Püttmann: Den würde ich eher gering einschätzen, soweit ich diese Fachleute kenne, sind es seriöse Leute, die sich um eine objektive Klärung bemühen, und selbst, wenn sie Interesse hätten, jetzt hier Kosmetik zu betreiben, um die Kirche gut davonkommen zu lassen, wüssten sie ja nicht, wodurch sie das erreichen könnten. Denn wenn der Bericht eine weitgehende Entlastung des Bischofs enthält, dann kann das der Kirche mehr schaden, als eine Belastung. Weil man das sagen würde, dass nur eine formale Prüfung gemacht wurde um den Bischof reinzuwaschen. Wenn sie ihn hingegen belasten, könnte natürlich auch ein schlechtes Licht auf die Kirche geworfen werden. Insofern kann man nicht erkennen, durch welche Strategie man überhaupt ein für die Kirche positives Ergebnis erreichen könnte. Ich denke, die Gruppe bemüht sich um Sachlichkeit, Korrektheit und Fairness.
domradio.de: Die aktuellen Medienberichte drehen sich um die zeitweilige Anwesenheit des Bischofs in Limburg. Er soll sich mehrere Tage im Monat in seinem Bischofssitz aufhalten und dort wohnen. Das ist ihm nach dem päpstlichen Schreiben vom Oktober auch keinesfalls verboten. Warum werden aber solche Details dann so auf die Bühne gehoben?

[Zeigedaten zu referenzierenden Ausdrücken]
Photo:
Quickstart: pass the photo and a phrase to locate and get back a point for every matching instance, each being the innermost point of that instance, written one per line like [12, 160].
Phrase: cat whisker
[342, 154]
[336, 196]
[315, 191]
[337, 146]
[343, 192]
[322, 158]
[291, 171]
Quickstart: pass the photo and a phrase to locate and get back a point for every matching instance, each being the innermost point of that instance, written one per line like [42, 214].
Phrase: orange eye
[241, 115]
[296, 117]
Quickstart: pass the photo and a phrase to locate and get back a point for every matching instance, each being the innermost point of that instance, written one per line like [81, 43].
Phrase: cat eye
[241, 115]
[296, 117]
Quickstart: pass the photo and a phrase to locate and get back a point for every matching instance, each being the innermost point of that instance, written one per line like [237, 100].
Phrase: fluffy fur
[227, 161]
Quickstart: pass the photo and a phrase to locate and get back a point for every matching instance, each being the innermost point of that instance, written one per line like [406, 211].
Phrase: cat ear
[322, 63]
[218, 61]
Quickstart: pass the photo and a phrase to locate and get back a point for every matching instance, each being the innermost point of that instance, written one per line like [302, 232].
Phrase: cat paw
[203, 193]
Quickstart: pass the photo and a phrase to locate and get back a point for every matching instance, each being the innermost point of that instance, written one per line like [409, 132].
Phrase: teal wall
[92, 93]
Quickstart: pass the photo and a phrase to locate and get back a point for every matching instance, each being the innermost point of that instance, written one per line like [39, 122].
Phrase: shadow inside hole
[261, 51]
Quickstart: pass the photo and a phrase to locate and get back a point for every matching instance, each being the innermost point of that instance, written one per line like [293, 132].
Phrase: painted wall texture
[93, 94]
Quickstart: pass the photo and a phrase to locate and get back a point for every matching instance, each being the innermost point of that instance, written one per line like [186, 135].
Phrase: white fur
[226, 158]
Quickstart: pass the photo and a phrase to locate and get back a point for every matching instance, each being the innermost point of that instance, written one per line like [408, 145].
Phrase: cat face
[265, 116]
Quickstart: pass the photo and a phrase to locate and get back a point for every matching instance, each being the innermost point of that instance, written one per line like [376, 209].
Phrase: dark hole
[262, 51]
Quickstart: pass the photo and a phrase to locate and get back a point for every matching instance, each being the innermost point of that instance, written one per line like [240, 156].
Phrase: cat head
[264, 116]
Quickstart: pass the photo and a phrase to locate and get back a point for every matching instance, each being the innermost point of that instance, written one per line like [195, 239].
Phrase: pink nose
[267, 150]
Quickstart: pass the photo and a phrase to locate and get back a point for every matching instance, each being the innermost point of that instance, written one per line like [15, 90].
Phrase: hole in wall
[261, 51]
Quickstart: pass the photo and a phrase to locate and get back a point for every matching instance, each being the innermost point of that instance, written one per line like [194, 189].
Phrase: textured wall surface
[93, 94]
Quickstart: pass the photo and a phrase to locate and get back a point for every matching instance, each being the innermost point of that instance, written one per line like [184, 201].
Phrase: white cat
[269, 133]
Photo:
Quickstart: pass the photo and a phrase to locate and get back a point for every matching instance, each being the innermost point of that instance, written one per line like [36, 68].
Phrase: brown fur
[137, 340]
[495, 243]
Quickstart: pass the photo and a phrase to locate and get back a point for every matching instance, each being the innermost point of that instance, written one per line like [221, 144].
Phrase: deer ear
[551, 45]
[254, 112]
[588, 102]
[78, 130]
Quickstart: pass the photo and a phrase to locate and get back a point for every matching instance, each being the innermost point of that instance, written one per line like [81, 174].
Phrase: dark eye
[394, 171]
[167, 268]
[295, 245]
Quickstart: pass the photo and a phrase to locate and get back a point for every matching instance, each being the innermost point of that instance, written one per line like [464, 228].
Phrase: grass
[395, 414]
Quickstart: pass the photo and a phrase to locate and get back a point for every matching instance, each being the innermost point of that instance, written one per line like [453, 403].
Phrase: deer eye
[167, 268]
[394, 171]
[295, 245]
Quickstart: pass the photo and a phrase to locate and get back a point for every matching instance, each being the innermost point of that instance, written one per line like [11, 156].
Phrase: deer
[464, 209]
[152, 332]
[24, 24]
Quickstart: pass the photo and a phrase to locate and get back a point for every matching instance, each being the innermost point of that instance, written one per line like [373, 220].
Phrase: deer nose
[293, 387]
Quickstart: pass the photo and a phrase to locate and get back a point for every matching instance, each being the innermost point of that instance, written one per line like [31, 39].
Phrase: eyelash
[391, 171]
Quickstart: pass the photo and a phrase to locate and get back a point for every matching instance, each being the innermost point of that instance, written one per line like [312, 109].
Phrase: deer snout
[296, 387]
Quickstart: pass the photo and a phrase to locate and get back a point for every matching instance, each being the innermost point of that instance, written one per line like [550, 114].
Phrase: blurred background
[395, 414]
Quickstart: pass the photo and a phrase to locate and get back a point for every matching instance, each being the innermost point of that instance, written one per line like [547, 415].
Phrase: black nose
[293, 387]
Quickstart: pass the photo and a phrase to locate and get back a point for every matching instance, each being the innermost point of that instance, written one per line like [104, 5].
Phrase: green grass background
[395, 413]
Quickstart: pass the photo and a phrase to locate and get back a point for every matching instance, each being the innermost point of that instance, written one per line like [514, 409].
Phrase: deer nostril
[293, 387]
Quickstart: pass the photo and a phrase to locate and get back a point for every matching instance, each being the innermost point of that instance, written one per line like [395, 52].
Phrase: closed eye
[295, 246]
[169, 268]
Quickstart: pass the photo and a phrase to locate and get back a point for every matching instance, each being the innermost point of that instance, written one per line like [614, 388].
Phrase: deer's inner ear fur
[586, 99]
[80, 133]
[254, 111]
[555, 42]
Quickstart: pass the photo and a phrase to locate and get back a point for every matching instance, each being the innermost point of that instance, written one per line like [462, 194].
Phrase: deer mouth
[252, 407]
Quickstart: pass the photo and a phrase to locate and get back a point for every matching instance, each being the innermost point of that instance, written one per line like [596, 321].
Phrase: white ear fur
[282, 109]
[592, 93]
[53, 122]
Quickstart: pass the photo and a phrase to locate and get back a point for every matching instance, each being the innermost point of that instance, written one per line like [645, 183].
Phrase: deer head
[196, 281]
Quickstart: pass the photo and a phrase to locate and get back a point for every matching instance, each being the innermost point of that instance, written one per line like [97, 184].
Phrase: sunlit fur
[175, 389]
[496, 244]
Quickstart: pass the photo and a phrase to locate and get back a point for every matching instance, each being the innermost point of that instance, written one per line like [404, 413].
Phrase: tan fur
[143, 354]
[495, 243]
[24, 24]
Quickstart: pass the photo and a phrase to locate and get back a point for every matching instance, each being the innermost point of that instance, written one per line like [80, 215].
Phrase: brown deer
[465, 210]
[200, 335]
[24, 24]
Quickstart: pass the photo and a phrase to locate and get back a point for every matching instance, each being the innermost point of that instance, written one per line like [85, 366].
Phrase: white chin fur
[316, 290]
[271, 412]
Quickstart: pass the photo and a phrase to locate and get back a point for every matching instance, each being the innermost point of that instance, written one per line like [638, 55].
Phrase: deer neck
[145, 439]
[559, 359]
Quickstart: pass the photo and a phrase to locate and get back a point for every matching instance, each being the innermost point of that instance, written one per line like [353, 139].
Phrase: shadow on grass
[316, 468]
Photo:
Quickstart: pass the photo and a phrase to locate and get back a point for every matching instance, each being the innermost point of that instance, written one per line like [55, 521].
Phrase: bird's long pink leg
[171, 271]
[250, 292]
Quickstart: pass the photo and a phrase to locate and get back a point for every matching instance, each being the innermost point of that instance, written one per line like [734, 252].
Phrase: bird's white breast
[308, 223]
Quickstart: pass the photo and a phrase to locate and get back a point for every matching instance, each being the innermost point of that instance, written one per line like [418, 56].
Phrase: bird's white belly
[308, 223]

Aufgabe:
Worum bemüht sich die Gruppe nach Püttmanns Einschätzung im Lesetext? Die Zeilen haben mit dem Lesetext nichts zu tun.

Antwortfeld:
Um Sachlichkeit, Korrektheit und Fairness.